• **Action item A**
In the passage on Section 2 of the Voting Rights Act, what majority do conservatives now hold on the Supreme Court?
• **Action item B**
Write out the passage on Section 2 of the Voting Rights Act, starting with "In an amicus" and going on through "on minority communities.".

Ultimately, the Democratic Party won on appeal under Section 2 of the Voting Rights Act. Section 2 prohibits changes to voting procedures that result in minority voters having "less opportunity than other members of the electorate to participate in the political process." Plaintiffs suing under Section 2, which can only happen after a law goes into effect, do not have to prove that the change in voting procedures had a discriminatory purpose. 

(As an aside, there is evidence that the Arizona law was motivated by prejudice. For example, to justify the restriction on assistance returning an absentee ballot, the law's proponents relied on "a video showing surveillance footage of a Latino man dropping off ballots with a voiceover describing him as a 'thug' and suggesting he might be an undocumented immigrant.")

The Supreme Court decided to take up the case. And Republicans, including Minority Leader Mitch McConnell (R-KY) and Senator Ted Cruz (R-TX), are urging the court to use Brnovich v. Democratic National Committee to strike down Section 2 of the Voting Rights Act. It would be a devastating blow to voting rights in the United States. But with conservatives now holding a 6-3 majority on the Supreme Court, it's a distinct possibility. 

How McConnell and Cruz want to eviscerate voting rights

In an amicus brief submitted to the court, McConnell, Cruz, and eight other Republican Senators lay out a vision where states can restrict the time, place, and manner of voting in whatever way they want — regardless of the impact it has on minority communities. 

Yet Respondents urge, and the Ninth Circuit below adopted, an interpretation of VRA §2 that jeopardizes legitimate voting laws across the country. The Ninth Circuit held that any neutral voting law “results” in an unequal “opportunity” to vote “on account of race or color” whenever a plaintiff identifies some minimal statistical racial disparity related to the law—and then points to completely separate, long past, invidious voting discrimination… Nevertheless, the Ninth Circuit’s VRA §2 interpretation would eviscerate scores of legitimate time, place, and manner voting laws that prevent and deter fraud.

(Point localization data)
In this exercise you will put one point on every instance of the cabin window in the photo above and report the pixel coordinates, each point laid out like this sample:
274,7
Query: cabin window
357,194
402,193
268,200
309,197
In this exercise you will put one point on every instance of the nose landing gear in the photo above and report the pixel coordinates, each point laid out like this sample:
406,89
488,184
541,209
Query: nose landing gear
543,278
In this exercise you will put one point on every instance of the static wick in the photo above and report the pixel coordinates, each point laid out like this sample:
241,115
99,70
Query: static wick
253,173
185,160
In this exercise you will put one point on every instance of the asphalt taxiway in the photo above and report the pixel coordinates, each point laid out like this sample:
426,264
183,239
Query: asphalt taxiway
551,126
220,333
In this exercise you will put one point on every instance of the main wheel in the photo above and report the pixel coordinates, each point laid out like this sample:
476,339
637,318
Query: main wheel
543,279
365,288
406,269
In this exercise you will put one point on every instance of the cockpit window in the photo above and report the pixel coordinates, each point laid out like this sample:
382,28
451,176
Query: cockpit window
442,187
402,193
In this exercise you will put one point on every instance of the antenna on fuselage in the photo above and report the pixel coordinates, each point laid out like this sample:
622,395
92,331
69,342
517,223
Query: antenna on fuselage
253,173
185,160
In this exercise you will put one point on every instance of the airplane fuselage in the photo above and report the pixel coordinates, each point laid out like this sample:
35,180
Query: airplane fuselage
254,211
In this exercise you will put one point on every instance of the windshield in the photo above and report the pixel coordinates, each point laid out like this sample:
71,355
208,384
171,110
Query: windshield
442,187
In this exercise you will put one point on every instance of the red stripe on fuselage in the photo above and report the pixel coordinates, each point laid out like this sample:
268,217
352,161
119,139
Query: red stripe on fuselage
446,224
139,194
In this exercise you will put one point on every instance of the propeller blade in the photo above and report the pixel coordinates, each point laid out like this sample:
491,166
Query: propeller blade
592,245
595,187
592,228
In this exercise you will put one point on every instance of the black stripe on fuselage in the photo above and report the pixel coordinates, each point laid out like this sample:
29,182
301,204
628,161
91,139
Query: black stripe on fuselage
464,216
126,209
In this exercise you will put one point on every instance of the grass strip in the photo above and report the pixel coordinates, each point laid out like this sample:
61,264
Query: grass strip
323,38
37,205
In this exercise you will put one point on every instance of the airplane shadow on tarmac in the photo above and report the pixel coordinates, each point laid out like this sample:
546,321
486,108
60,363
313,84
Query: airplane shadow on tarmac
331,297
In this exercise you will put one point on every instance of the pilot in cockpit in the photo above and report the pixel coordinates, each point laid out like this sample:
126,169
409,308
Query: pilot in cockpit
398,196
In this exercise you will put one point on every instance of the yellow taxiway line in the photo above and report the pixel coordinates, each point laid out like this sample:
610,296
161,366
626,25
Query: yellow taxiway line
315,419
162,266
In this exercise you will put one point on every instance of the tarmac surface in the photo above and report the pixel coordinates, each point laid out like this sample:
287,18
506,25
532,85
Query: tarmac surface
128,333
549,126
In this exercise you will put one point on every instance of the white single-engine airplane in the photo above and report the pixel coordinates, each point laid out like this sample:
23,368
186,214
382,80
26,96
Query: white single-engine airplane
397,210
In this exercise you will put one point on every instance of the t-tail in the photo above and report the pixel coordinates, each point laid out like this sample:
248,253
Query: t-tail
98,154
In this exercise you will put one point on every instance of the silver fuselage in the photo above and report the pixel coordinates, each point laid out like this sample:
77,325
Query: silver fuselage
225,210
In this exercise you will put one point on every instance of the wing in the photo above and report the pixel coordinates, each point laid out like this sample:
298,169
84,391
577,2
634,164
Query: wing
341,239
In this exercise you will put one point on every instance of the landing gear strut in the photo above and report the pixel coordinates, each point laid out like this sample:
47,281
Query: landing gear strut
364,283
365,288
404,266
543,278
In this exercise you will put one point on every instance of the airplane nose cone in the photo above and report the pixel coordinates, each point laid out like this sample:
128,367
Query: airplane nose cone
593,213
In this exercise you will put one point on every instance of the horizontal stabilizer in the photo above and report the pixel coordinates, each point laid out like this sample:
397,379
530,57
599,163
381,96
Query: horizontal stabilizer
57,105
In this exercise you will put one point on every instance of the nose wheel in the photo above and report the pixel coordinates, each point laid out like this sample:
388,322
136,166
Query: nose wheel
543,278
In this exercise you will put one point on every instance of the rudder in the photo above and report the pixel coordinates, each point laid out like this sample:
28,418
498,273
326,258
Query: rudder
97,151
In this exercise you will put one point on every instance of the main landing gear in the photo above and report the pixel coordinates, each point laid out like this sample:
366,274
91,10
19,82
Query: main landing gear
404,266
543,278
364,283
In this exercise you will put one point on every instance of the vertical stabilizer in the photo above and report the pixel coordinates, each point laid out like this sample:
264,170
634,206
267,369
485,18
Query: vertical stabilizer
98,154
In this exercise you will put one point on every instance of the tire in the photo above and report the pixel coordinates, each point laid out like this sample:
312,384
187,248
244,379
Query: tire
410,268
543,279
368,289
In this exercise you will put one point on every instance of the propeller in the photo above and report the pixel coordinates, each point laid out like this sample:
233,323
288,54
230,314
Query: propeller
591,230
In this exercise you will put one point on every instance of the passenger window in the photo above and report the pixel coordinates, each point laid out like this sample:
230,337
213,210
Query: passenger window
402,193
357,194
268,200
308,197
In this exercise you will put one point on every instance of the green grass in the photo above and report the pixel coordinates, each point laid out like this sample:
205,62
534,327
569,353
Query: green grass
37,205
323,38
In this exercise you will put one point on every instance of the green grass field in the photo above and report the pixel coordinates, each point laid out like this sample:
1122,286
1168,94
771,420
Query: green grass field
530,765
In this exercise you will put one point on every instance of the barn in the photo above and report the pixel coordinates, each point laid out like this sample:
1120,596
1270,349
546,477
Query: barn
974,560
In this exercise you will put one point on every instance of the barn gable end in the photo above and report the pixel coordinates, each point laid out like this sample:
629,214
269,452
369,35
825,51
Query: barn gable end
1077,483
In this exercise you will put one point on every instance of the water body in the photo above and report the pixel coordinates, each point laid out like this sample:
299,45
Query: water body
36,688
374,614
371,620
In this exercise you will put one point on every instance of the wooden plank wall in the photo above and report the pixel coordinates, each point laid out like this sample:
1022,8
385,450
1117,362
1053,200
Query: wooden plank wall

• **Problem solution A**
A 6-3 majority.

• **Problem solution B**
In an amicus brief submitted to the court, McConnell, Cruz, and eight other Republican Senators lay out a vision where states can restrict the time, place, and manner of voting in whatever way they want — regardless of the impact it has on minority communities.